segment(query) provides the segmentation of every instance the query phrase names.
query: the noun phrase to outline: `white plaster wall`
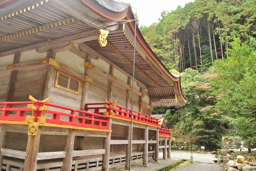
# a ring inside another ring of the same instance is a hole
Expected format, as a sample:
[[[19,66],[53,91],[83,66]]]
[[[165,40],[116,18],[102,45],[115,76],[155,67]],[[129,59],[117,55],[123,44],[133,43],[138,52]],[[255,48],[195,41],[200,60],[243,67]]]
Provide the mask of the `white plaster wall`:
[[[100,69],[103,72],[106,73],[109,73],[109,65],[100,59],[99,59],[98,60],[92,59],[91,63],[95,66]]]
[[[0,66],[8,66],[12,63],[14,54],[0,57]]]
[[[127,76],[116,68],[114,69],[114,77],[122,82],[125,84],[127,83]]]
[[[34,60],[40,60],[40,59],[45,58],[46,57],[46,52],[38,53],[35,50],[26,51],[21,53],[20,54],[20,62],[23,63]]]
[[[55,60],[81,73],[84,74],[84,60],[70,51],[65,51],[57,52],[55,56]]]
[[[145,96],[144,97],[143,97],[142,101],[145,104],[149,105],[149,97],[145,95]]]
────────────────────────────────────────
Update the entries from the first line through the line containing "Provide the mask": replace "instance" with "object" and leave all other text unchanged. Give only those lines, and omit the pictures.

Solution below:
segment(query) provides the segmentation of every object the query phrase names.
query: the noun phrase to outline: `white plaster wall`
# a ring inside another ring of the same object is a hole
Expected format, as a sample:
[[[19,66],[53,91],[83,66]]]
[[[165,40],[116,18],[102,45],[115,76],[155,67]],[[129,59],[117,55],[123,44],[133,43],[138,52]],[[255,48],[195,41],[200,60],[243,67]]]
Provide the mask of the `white plaster wall`:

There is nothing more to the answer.